Mermelstein wrote a letter to the editors of the Los Angeles Times and others, including The Jerusalem Post. The Institute for Historical Review wrote back, offering him $50,000 for proof that Jews were, in fact, gassed in the gas chambers at Auschwitz. Mermelstein, in turn, submitted a notarized account of his internment at Auschwitz and how in 1944 he witnessed Nazi guards ushering his mother and two sisters and others towards (as he learned later) gas chamber number five.

The IHR refused to pay the reward, stating that Mermelstein's notarized account was "not sufficient proof". Represented by public interest attorney William John Cox, Mermelstein subsequently sued the IHR in the Superior Court of Los Angeles County for breach of contract, anticipatory repudiation, libel, injurious denial of established fact, intentional infliction of emotional distress, and declaratory relief (see case no. C 356 542). On October 9, 1981, both parties in the Mermelstein case filed motions for summary judgment in consideration of which Judge Thomas T. Johnson of the Superior Court of Los Angeles County took "judicial notice of the fact that Jews were gassed to death at the Auschwitz Concentration Camp in Poland during the summer of 1944", judicial notice meaning that the court treated the gas chambers as common knowledge, and therefore did not require evidence that the gas chambers existed. On August 5, 1985, Judge Robert A. Wenke entered a judgment based upon the Stipulation for Entry of Judgment agreed upon by the parties on July 22, 1985. The judgment required IHR and other defendants to pay $90,000 to Mermelstein and to issue a letter of apology to "Mr. Mel Mermelstein, a survivor of Auschwitz-Birkenau and Buchenwald, and all other survivors of Auschwitz" for "pain, anguish and suffering" caused to them.

In a pre-trial determination, Judge Thomas T. Johnson declared:

This court does take judicial notice of the fact that Jews were gassed to death at Auschwitz Concentration Camp in Poland during the summer of 1944. It is not reasonably subject to dispute. And it is capable of immediate and accurate determination by resort to sources of reasonably indisputable accuracy. It is simply a fact.

▸ **TO DO**
1. Rewrite the passage on the Mermelstein lawsuit that opens with the words containing "Mermelstein wrote a" and closes with "chamber number five.", replacing "notarized account" with "sworn statement".
2. Continue the account of the Mermelstein lawsuit after its final sentence.

▸ **RECORD SET**
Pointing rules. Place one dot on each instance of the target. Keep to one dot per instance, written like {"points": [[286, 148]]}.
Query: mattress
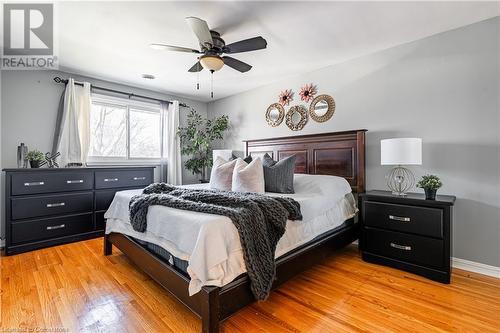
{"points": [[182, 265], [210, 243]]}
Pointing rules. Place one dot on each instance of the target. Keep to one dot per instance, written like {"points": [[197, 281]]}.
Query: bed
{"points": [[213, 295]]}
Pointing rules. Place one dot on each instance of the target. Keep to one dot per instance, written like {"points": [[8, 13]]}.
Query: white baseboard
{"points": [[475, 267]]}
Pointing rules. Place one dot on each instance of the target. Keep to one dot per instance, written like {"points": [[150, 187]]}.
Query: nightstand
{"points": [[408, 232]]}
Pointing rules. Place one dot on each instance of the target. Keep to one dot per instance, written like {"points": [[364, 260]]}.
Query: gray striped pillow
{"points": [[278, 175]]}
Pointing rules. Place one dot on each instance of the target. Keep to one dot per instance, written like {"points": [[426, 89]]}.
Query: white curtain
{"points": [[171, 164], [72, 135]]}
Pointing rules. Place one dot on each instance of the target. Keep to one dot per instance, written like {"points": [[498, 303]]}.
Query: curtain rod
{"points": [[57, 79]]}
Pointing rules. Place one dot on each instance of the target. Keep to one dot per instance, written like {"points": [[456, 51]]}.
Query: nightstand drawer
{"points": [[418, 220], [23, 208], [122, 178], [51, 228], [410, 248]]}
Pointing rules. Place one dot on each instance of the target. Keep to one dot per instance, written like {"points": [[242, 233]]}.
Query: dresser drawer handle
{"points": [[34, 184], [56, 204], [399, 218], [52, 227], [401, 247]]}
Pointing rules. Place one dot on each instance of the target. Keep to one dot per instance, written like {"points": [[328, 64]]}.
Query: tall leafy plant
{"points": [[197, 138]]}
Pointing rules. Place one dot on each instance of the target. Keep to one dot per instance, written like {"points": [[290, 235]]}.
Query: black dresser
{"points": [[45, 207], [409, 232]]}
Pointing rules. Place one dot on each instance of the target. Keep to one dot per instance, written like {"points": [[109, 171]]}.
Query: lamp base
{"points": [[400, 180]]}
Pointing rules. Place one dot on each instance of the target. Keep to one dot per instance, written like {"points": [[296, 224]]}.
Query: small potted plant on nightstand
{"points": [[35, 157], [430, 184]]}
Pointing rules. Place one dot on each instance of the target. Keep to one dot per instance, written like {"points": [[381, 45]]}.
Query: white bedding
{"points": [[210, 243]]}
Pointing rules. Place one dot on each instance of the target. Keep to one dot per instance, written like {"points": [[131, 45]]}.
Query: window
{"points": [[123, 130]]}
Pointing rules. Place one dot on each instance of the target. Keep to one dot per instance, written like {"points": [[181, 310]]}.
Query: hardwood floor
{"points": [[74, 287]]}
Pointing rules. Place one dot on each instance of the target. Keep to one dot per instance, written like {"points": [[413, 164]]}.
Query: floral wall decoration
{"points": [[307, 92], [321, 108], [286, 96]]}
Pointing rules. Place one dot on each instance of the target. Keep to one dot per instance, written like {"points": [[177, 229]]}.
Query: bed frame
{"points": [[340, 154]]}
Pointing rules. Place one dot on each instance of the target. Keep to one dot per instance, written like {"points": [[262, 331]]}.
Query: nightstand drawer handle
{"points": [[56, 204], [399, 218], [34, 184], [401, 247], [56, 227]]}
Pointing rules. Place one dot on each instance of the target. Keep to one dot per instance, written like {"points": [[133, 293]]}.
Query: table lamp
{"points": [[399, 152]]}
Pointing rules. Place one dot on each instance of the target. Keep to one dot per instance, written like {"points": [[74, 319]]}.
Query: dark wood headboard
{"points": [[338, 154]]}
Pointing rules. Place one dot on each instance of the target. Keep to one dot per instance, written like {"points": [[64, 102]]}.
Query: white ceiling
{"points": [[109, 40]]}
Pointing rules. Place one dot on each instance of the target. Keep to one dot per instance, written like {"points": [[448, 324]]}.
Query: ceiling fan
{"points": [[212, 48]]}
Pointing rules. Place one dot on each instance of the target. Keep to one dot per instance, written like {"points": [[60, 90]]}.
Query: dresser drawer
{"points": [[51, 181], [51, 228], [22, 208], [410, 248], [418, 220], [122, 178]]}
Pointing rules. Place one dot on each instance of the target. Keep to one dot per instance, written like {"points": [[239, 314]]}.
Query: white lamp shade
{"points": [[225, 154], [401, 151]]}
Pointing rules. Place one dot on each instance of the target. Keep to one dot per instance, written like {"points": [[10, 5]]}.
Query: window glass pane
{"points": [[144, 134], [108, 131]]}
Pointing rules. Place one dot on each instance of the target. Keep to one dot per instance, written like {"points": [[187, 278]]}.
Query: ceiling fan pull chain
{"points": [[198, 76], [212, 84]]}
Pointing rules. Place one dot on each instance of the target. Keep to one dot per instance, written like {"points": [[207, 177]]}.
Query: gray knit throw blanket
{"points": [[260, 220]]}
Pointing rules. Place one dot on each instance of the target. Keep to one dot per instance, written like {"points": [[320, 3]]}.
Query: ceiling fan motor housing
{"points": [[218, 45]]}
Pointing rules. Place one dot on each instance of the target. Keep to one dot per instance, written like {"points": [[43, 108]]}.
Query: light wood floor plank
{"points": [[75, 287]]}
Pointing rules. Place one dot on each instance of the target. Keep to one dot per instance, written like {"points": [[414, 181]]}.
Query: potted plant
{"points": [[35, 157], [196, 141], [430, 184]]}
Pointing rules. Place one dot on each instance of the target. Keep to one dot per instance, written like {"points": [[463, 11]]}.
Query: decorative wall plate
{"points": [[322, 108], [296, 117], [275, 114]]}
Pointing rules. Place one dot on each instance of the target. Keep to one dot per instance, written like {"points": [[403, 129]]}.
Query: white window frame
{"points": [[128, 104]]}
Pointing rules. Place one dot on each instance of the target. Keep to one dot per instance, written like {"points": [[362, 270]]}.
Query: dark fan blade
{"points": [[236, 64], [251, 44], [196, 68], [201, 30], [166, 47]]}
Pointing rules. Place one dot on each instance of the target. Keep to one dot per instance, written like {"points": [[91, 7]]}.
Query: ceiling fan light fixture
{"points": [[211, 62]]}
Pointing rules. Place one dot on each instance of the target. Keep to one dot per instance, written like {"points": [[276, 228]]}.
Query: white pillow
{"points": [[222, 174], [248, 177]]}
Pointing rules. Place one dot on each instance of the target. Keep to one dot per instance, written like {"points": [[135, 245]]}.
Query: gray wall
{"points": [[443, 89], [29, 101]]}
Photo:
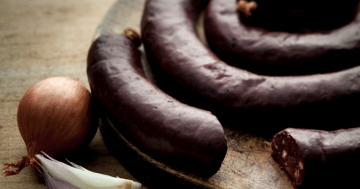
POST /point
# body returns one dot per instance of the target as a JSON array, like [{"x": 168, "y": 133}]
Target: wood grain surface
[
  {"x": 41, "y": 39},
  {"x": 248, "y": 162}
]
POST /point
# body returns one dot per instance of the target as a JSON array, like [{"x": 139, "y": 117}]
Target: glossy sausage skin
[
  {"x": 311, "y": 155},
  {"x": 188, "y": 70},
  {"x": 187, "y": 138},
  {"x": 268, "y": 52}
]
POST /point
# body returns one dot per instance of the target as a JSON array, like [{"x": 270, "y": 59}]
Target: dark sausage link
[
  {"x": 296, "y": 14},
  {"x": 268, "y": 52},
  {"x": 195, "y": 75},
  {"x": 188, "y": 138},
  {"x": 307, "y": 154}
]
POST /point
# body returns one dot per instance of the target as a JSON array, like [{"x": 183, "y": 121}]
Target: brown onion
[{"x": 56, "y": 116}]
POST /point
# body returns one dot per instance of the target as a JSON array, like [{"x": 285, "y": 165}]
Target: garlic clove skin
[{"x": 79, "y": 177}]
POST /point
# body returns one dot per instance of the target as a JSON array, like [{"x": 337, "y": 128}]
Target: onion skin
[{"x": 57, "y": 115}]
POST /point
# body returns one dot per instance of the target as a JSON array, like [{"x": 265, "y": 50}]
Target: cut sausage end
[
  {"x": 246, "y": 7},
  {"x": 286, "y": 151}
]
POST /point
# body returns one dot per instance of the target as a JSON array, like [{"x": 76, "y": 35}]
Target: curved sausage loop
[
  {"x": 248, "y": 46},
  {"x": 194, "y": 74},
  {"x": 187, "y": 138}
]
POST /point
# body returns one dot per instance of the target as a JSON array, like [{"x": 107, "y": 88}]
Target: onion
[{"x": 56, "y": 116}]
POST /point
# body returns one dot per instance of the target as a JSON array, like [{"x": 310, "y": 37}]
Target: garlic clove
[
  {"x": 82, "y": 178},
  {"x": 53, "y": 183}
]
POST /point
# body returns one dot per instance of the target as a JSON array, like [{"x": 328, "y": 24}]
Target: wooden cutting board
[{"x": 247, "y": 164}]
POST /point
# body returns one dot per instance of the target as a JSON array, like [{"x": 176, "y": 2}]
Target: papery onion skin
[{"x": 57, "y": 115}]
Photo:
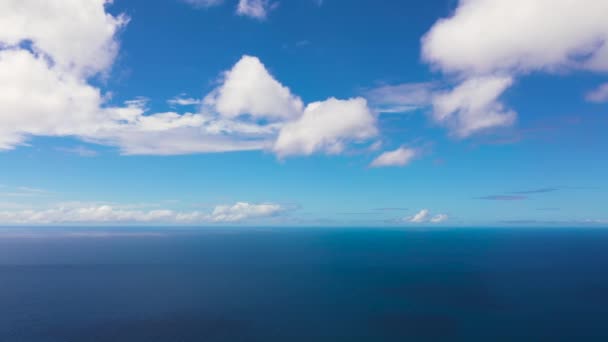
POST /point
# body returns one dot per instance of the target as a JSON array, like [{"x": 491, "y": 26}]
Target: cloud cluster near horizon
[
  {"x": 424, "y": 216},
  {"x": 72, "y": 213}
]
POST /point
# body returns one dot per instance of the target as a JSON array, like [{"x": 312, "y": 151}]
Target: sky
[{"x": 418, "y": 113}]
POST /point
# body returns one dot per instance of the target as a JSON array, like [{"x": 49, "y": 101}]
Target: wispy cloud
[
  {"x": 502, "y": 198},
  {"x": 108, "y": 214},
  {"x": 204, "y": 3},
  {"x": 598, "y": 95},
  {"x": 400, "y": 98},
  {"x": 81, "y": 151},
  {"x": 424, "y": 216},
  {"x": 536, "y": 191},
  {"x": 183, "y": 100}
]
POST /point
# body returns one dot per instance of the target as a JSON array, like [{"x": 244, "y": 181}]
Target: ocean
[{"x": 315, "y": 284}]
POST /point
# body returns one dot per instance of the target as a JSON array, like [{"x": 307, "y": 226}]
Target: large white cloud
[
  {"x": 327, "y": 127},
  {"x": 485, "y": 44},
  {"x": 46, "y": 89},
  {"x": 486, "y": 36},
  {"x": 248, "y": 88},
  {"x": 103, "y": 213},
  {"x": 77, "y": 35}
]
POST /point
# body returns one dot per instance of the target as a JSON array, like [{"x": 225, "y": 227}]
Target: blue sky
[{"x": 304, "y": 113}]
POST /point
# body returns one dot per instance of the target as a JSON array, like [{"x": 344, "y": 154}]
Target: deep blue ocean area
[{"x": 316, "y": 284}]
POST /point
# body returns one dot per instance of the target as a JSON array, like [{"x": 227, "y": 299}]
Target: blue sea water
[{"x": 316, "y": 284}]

▸ **YOUR WRITTEN ANSWERS**
1.
Mermelstein wrote a letter to the editors of the Los Angeles Times and others, including The Jerusalem Post. The Institute for Historical Review wrote back, offering him $50,000 for proof that Jews were, in fact, gassed in the gas chambers at Auschwitz. Mermelstein, in turn, submitted a sworn statement of his internment at Auschwitz and how in 1944 he witnessed Nazi guards ushering his mother and two sisters and others towards (as he learned later) gas chamber number five.

2.
In California, the Evidence Code permits the Court to take judicial notice of "facts and propositions of generalized knowledge that are so universally known that they cannot reasonably be the subject of dispute".

In 1986, the IHR, along with its founder Willis Carto, sued Mermelstein for allegedly libeling them during an interview with a New York City radio station, but dropped the lawsuit in 1988. Mermelstein also sued the IHR in 1988 for an article in the IHR Newsletter that examined what it considered to be flaws and inconsistencies in his 1981 lawsuit testimony.

In 1988, Mermelstein (who was a member of the International Auschwitz Committee) included photo-enlarged copies of IHR's checks to him totaling $90,000 along with their apology letter in the exhibit "From Ashes to Life" at the Mills House Art Gallery in Garden Grove, California. The exhibit also included other Holocaust documentation from Mermelstein's collection, including photos of his family and of other emaciated camp victims and survivors.

Mermelstein was portrayed by Leonard Nimoy and Cox was played by Dabney Coleman in a 1991 TV film, Never Forget, about the 1981 lawsuit. He wrote of the court battle in his autobiography, titled By Bread Alone.

About these so-called deniers of The Holocaust, and who they really are, see my letter to the editors dated August 1980 in my book By Bread Alone, The Story of A-4685.
— Mel Mermelstein

==Death==
Mermelstein died from complications of COVID-19 at home in Long Beach, California, on January 28, 2022. He was 95.

==Works==
- By bread alone (1981) Auschwitz Study Foundation. ISBN 0-9606534-0-6.